(Stored data entries)
────────

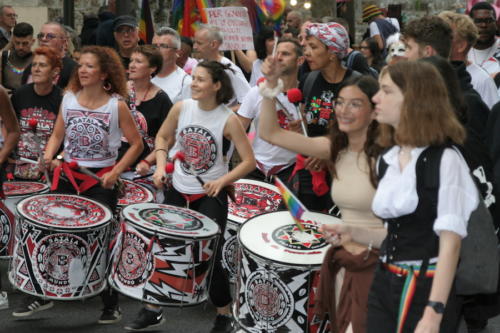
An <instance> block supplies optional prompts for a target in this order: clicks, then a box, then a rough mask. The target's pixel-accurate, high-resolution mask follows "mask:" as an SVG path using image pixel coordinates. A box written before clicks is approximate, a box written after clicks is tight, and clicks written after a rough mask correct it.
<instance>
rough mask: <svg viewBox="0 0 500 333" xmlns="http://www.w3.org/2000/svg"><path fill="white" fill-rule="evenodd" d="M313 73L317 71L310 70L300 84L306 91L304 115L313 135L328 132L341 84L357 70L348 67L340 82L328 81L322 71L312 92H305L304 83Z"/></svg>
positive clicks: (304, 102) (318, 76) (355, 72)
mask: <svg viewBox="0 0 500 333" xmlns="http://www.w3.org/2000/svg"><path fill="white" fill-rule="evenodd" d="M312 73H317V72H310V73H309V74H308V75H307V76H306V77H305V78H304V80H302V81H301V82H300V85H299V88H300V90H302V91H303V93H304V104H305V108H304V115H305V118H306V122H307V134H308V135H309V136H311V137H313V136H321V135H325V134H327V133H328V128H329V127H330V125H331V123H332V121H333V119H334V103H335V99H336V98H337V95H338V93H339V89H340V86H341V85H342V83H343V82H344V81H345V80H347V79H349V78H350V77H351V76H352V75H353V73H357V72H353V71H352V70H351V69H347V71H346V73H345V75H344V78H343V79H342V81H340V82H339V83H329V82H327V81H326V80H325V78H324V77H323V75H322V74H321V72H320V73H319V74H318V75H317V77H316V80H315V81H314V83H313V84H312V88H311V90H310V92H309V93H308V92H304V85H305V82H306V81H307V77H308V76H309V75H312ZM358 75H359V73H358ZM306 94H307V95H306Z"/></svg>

────────

Please filter the entries above down to the lines holding "instance" and copy them.

Expected answer:
An <instance> block supplies optional prompts for a target in this order: clicks, then a box, then a rough mask. The target's pixel-accurate, high-resolution mask follows "mask:" as an SVG path using image pixel coordinates. A box written before clicks is approximate, a box written after clicks is tight, and clicks written after a rough mask correct it.
<instance>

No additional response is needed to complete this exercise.